▸ **WORK TASK**: Reproduce the data below in full and to the letter, images excepted.

▸ **GIVEN DATA**:
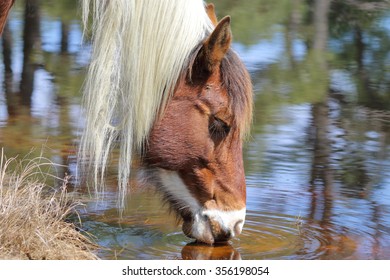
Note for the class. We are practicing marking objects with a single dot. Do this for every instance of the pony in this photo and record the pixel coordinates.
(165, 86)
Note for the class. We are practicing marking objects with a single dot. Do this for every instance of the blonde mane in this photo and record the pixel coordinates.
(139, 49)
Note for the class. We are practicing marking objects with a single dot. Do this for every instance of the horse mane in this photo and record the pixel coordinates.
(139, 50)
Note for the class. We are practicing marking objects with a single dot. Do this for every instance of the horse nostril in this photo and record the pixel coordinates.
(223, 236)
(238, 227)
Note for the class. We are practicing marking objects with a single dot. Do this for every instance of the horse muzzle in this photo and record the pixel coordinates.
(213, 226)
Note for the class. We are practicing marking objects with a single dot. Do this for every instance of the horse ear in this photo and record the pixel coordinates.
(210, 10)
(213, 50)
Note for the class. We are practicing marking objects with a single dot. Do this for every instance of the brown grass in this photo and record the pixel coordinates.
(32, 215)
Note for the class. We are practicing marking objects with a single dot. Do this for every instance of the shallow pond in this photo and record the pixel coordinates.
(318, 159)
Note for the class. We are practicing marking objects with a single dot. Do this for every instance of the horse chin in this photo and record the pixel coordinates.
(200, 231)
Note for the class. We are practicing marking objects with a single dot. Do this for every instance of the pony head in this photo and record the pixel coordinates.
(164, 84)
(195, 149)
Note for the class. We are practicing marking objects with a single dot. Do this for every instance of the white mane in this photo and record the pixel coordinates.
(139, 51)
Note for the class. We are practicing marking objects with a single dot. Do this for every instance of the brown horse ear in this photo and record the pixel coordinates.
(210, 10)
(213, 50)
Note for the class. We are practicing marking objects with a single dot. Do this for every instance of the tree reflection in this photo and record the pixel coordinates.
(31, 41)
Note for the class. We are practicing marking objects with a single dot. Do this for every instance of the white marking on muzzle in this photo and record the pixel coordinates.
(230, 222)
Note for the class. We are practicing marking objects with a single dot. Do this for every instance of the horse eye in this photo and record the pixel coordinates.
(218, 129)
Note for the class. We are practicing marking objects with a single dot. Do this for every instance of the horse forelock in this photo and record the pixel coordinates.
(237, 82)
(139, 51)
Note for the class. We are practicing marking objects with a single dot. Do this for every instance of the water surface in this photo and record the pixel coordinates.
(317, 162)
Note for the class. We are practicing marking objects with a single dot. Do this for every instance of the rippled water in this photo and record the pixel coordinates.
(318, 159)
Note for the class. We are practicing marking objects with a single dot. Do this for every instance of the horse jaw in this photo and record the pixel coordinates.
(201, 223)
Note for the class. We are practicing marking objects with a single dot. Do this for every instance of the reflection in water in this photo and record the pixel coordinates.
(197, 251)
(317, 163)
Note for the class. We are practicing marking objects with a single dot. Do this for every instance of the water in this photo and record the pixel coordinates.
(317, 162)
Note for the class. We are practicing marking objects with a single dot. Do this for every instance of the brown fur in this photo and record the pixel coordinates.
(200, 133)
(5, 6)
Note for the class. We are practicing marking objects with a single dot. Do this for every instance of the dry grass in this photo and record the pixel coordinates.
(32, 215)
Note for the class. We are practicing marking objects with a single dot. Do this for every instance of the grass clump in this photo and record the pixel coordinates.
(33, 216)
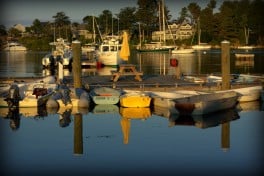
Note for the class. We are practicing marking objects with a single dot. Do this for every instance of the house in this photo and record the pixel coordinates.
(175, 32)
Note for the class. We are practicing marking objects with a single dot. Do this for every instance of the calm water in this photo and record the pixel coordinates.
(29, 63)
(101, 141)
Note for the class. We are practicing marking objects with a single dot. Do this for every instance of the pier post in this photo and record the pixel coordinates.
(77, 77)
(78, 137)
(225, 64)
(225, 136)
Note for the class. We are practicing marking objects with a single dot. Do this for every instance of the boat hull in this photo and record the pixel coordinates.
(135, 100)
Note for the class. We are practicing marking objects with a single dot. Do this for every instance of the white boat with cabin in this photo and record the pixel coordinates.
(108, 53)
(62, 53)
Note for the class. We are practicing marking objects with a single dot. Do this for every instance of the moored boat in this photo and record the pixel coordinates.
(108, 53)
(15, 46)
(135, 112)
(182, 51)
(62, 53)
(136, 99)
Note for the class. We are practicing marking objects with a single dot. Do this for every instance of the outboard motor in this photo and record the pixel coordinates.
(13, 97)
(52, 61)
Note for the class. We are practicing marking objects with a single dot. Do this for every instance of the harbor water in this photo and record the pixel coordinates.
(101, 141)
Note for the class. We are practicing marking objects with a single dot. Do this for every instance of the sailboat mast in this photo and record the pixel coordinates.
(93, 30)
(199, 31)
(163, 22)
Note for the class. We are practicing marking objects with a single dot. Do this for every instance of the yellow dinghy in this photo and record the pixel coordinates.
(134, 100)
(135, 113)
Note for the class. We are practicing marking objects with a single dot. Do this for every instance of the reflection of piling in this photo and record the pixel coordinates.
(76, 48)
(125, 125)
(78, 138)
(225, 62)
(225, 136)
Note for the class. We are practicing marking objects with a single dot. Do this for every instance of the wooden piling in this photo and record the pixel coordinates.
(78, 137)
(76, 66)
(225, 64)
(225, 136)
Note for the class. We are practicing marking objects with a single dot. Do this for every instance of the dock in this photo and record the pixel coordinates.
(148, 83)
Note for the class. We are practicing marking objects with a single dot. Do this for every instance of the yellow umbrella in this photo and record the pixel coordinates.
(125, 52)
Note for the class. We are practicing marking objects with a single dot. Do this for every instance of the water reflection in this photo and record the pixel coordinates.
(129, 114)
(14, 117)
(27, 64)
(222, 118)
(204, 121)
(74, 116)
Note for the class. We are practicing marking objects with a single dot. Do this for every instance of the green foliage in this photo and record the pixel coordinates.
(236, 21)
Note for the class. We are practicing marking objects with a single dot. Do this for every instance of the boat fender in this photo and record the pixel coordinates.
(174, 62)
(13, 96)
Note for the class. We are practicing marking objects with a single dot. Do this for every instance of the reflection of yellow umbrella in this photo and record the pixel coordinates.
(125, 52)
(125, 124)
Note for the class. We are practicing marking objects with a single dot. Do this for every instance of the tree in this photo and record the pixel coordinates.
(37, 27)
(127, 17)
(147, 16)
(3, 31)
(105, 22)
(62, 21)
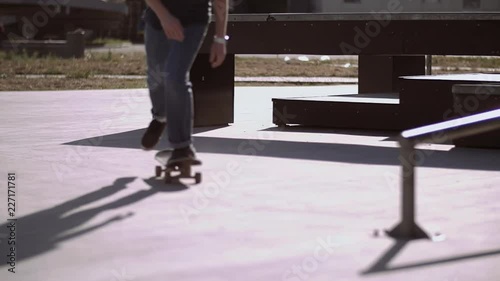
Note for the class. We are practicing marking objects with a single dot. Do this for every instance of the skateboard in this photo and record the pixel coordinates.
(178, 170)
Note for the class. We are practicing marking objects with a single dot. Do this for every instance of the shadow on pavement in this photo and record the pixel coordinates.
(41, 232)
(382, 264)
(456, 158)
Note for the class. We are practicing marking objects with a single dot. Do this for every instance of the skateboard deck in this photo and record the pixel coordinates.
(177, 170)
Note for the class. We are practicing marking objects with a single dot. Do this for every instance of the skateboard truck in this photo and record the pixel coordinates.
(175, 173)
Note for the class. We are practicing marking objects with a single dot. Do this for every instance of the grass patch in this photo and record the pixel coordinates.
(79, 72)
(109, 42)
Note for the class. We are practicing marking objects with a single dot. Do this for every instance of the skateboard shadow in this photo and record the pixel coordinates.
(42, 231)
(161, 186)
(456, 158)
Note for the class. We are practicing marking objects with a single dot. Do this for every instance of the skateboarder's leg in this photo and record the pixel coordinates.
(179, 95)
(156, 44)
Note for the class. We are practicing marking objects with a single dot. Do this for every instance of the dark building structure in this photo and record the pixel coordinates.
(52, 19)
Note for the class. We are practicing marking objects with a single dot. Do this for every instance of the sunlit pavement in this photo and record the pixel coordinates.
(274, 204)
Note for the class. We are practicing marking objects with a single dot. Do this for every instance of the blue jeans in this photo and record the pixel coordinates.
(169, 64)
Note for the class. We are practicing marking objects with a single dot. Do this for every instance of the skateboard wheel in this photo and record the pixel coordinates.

▸ **TASK RESPONSE**:
Note for the class. We are practicing marking objects with a single dot. Do this for every instance of the pony in this photo and record the pixel coordinates.
(165, 86)
Note for the class. We are practicing marking objects with a single dot. Do this for every instance of the blonde mane in this photo and record the pixel coordinates.
(139, 49)
Note for the class. We are practicing marking objects with a single dot. Do this for every instance of the horse mane in this photo and record the pixel coordinates.
(139, 50)
Note for the class. We are practicing marking objects with a single dot. Do this for every instance of the horse nostril in this photo and record the pixel coordinates.
(223, 236)
(238, 227)
Note for the class. We are practicing marking objects with a single dot. Do this for every instance of the horse muzzle in this photo and record the pixel coordinates.
(213, 226)
Note for the class. We are practicing marking objects with a single dot. Do this for every instance of the horse ear in this photo and record the pixel coordinates.
(210, 10)
(213, 50)
Note for the class. We are practicing marking objects with a single dot. Do this for every instance of the brown grass in this photo and record the pixel coordinates.
(32, 215)
Note for the class. We are practicing marking objects with a single dot. Do this for every instance of the shallow pond in this photo and record the pixel coordinates.
(318, 159)
Note for the class. We are practicing marking objects with a single dot. Do this for every instance of the horse chin in this photo and record the pixel coordinates.
(200, 231)
Note for the class. We are practicing marking objects with a single dot. Do this for every instance of the pony head in this photo and record the pixel coordinates.
(164, 84)
(195, 149)
Note for the class. We are practicing marking objects with a single dot. Do this for every instance of the white mane in this photo and record the pixel coordinates.
(139, 51)
Note for the class. We are practicing marking objects with a single dot. Do this for every instance of the brown horse ear in this photo and record the pixel coordinates.
(210, 10)
(213, 50)
Note for the class. We are practicing marking objects with a single dot. Do this for every instance of the tree reflection in this photo and record the pixel coordinates.
(31, 41)
Note for the class. We are practicing marking objects with a single dot. Do this for every instance of the white marking on muzzle in this photo and record the pixel coordinates.
(230, 222)
Note for the class. We are practicing marking objects with a single dot. Do this for every instance of the horse eye in this photo and record the pixel coordinates.
(218, 129)
Note for the class. We are practicing marking objects with a single dot. Do this for every instance of the horse forelock in this photo and record the pixel coordinates.
(237, 82)
(139, 51)
Note for the class. We are practicing marking objects with a single dot. Do this for every instance of the water surface in this photo and record the pixel coordinates.
(317, 162)
Note for the class. We are practicing marking objects with a single dot. Do this for every instance of the rippled water in this photo and record the pixel coordinates.
(318, 159)
Note for the class. We are practicing marking objects with a single dot. Do this for every instance of the horse jaw in this photo and record the pixel coordinates.
(201, 223)
Note for the class. We are practicing marking objects with a single dot. Do this for every instance of the reflection in water in this photo and record the pixel coordinates.
(197, 251)
(317, 163)
Note for the class. We are practicing marking objects with a single dot. Do this for every instance of the water in this photo and record the pixel coordinates.
(317, 162)
Note for the class. We are practicing marking objects with a single dot. Do this for every instance of the brown fur in this photo and record the pixel coordinates.
(200, 133)
(5, 6)
Note for the class. We are practicing marking objects with a single dot. Do this for every instance of the dry grass in this photo and record the pixel coordinates.
(32, 215)
Note for the class. We are practicing marking objects with a single dot. Do this for every instance of the grass clump in this photo and record the pixel coordinates.
(33, 216)
Note for the class. We are practicing marking objects with a single dot. Do this for every instance of the house in this photo and record the pixel coordinates.
(175, 32)
Note for the class. We are practicing marking objects with a single dot. Do this for every instance of the calm water in this photo and record the pixel coordinates.
(29, 63)
(101, 141)
Note for the class. We are practicing marking objects with a single dot. Do this for every instance of the pier post in this photo and record the pixel coordinates.
(77, 77)
(78, 137)
(225, 64)
(225, 136)
Note for the class. We are practicing marking objects with a single dot. Do this for every instance of the boat hull in this photo and record the pixel coordinates.
(135, 100)
Note for the class. We are practicing marking objects with a single dot. Do this for every instance of the white boat with cabin in this photo and record the pixel coordinates.
(108, 53)
(62, 53)
Note for the class. We are practicing marking objects with a single dot. Do this for every instance of the moored boat in this photo and record the pixel coordinates.
(108, 53)
(15, 46)
(135, 112)
(182, 51)
(62, 53)
(136, 99)
Note for the class. We are practicing marking objects with a single dot. Do this for every instance of the outboard motor in this photo and record the pixel coordinates.
(13, 97)
(52, 61)
Note for the class. We are practicing marking objects with a single dot. Do this for every instance of the harbor water in this photo and record the pixel coordinates.
(101, 141)
Note for the class. We are practicing marking objects with a single dot. Do this for every instance of the sailboat mast in this photo and record the pixel coordinates.
(93, 30)
(199, 31)
(163, 22)
Note for the class. We are practicing marking objects with a single dot. Do this for every instance of the yellow dinghy in this photo and record the pixel coordinates.
(134, 100)
(135, 113)
Note for the class. We are practicing marking objects with a single dot. Do this for every instance of the reflection of piling in this photo and record the pixel coordinates.
(76, 48)
(125, 125)
(78, 138)
(225, 62)
(225, 136)
Note for the class. We are practicing marking objects with a single dot. Do this for every instance of the wooden piling in this photo and record the pixel coordinates.
(78, 137)
(76, 66)
(225, 64)
(225, 136)
Note for the class. We are practicing marking objects with a single dot. Do this for every instance of the dock in this photo and record the pixel coordinates.
(148, 83)
Note for the class. We are practicing marking objects with a single dot. Do this for every instance of the yellow umbrella in this photo and record the pixel coordinates.
(125, 52)
Note for the class. We are practicing marking objects with a single dot. Do this for every instance of the water reflection in this photo and record the pixel coordinates.
(129, 114)
(14, 117)
(27, 64)
(222, 118)
(204, 121)
(74, 116)
Note for the class. We are practicing marking objects with a single dot. Do this for every instance of the green foliage in this photo and record the pixel coordinates.
(236, 21)
Note for the class. We are practicing marking objects with a single dot. Do this for every instance of the boat fender in this photo and record the pixel coordinates.
(174, 62)
(13, 96)
Note for the class. We are practicing marking objects with a single dot. Do this for every instance of the reflection of yellow umbrella in this photo and record the pixel coordinates.
(125, 52)
(125, 124)
Note for the class. We are practicing marking objects with a single dot. Do this for every instance of the tree in this photo and record the pixel coordinates.
(37, 27)
(127, 17)
(147, 16)
(3, 31)
(105, 22)
(62, 21)
Note for the class. We are practicing marking objects with a single dot. Do this for every instance of the skateboard in this photo and record the pixel coordinates.
(178, 170)
Note for the class. We are practicing marking objects with a single dot. Do this for every instance of the shadow on pavement in this photo and record the pixel coordinates.
(41, 232)
(382, 264)
(456, 158)
Note for the class. We are practicing marking objects with a single dot. Do this for every instance of the skateboard deck in this photo and record the pixel coordinates.
(177, 170)
Note for the class. We are practicing marking objects with a single dot. Do this for every instance of the skateboard truck in this photo and record the pixel coordinates.
(175, 173)
Note for the class. We are practicing marking objects with a single dot. Do this for every instance of the grass patch in this photo and record the pixel coordinates.
(79, 72)
(109, 42)
Note for the class. We are practicing marking objects with a single dot. Do this for every instance of the skateboard shadow in this photo and record the pixel coordinates.
(42, 231)
(161, 186)
(456, 158)
Note for the class. We are practicing marking objects with a single dot. Do this for every instance of the skateboarder's leg in this photo and record the pixel coordinates.
(179, 95)
(156, 44)
Note for the class. We are practicing marking objects with a single dot. Do this for every instance of the dark building structure in this photo and record the pixel coordinates.
(52, 19)
Note for the class. We are practicing marking objects with a single dot. Do this for every instance of the sunlit pavement in this photo and record the pixel coordinates.
(274, 204)
Note for the class. We are practicing marking objects with a single dot. Do this for every instance of the blue jeans in this photo and record the pixel coordinates.
(169, 64)
Note for the class. We are practicing marking objects with a single dot. Do this for every instance of the skateboard wheel in this photo and record the pixel coordinates.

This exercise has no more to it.